-------- Artikel --------

Die Legende vom Trésor de Corse – Erstveröffentlichung in der Zeitschrift Kunst und Auktionen Nr. 5 vom 8. April 2011
Ein römisches Schiff, beladen mit gemünztem Gold in ungeheurer Menge, geht um das Jahr 275 vor der Westküste Korsikas unter und nimmt den Goldschatz mit auf den Grund des Meeres. Knapp zwei Jahrtausende später kommt das Gold dann wieder ans Tageslicht, korsische Taucher wollen auf der Suche nach Seeigeln zufällig darauf gestoßen sein … Eine schöne, die Phantasie anregende Geschichte, unbestritten, aber wie viel davon ist Realität?

-------- Extrahierte Daten --------

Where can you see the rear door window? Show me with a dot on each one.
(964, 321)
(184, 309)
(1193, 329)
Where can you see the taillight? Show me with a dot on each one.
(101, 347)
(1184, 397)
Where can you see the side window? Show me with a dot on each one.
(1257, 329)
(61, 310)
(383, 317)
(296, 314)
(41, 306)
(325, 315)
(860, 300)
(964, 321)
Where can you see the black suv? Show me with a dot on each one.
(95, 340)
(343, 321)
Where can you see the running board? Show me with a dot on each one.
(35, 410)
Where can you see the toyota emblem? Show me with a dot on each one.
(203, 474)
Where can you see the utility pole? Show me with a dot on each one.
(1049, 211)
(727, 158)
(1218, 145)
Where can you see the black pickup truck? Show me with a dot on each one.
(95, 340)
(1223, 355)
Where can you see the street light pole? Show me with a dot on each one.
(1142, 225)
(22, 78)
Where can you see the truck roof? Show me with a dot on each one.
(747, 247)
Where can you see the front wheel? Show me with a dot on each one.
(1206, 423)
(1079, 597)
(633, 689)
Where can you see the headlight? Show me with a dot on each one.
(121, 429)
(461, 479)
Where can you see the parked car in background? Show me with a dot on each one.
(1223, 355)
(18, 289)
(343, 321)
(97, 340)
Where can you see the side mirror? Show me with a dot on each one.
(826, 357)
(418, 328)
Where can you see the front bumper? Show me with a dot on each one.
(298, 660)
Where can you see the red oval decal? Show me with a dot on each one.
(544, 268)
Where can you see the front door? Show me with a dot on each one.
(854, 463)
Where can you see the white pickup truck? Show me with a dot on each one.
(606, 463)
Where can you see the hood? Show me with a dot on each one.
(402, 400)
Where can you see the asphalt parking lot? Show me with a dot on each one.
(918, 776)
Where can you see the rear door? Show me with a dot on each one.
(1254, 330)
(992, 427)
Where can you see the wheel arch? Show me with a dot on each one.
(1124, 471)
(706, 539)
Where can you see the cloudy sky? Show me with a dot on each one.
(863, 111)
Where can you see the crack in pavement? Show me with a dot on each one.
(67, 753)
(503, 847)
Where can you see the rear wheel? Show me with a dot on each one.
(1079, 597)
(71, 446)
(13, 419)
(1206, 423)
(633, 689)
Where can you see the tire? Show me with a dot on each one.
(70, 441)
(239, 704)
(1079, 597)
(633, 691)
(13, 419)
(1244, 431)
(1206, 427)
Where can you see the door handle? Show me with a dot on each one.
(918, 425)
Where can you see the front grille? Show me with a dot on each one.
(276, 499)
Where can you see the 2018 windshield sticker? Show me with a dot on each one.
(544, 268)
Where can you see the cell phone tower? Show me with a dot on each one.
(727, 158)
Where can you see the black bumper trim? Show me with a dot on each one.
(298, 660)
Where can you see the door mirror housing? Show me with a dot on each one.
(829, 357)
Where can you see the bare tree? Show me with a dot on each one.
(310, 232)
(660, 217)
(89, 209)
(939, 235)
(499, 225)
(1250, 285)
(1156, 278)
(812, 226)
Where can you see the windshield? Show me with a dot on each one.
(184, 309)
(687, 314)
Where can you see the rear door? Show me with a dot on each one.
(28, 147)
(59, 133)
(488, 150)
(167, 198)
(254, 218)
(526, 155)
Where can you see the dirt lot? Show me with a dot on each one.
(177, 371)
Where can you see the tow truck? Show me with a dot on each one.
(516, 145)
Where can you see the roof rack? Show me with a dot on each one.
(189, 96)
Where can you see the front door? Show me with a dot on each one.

--------

■ Zu bearbeitende Aufgaben ■
**A)** Übertragen Sie die Einträge von der Zeile mit „Where can you see the door mirror“ bis zum Ende der Einträge in eine JSON-Liste aus Zeichenketten, je eine pro Zeile und ohne Leerzeilen.
**B)** Schreiben Sie den Artikel über die Legende vom Trésor de Corse im Anschluss an seinen letzten Satz weiter.

■ Ergebnisse je Aufgabe ■
**A)**
[
  "Where can you see the door mirror housing? Show me with a dot on each one.",
  "(829, 357)",
  "Where can you see the bare tree? Show me with a dot on each one.",
  "(310, 232)",
  "(660, 217)",
  "(89, 209)",
  "(939, 235)",
  "(499, 225)",
  "(1250, 285)",
  "(1156, 278)",
  "(812, 226)",
  "Where can you see the windshield? Show me with a dot on each one.",
  "(184, 309)",
  "(687, 314)",
  "Where can you see the rear door? Show me with a dot on each one.",
  "(28, 147)",
  "(59, 133)",
  "(488, 150)",
  "(167, 198)",
  "(254, 218)",
  "(526, 155)",
  "Where can you see the dirt lot? Show me with a dot on each one.",
  "(177, 371)",
  "Where can you see the tow truck? Show me with a dot on each one.",
  "(516, 145)",
  "Where can you see the roof rack? Show me with a dot on each one.",
  "(189, 96)",
  "Where can you see the front door? Show me with a dot on each one."
]

**B)**
Tatsache ist, dass im Jahr 1957 in Frankreich auf dem Münzmarkt eine größere Menge römischer Goldstücke auftauchte, von denen man annahm, dass sie aus einem einzigen Fund stammten. Es handelte sich um Prägungen verschiedener römischer Kaiser aus dem 3. Jahrhundert (Gallienus, Glaudius II. Goticus, Quintillus und Aurelianus). Münzen dieser Art waren zwar schon längst bekannt, aber noch nie in solcher Menge in den Handel gelangt. Wo- her die Goldstücke stammten, blieb im Dunkel, aber schnell setzte sich die Geschichte von der Bergung aus einem im Golf von Lava versunkenen römischen Schiff, von dem freilich jede Spur fehlt, in den Köpfen fest.
In der französischen Fachzeitschrift Revue Numismatique wurden 1958 die 41 bekannt gewordenen Stücke in dem Beitrag „Trésor d’un navire Romain trouvé en méditerrané“ besprochen und katalogisiert. Im Jahre 1980 wurde an gleicher Stelle erneut darüber berichtet, nachdem weitere 87 ähnliche Stücke auf den Markt gekommen waren.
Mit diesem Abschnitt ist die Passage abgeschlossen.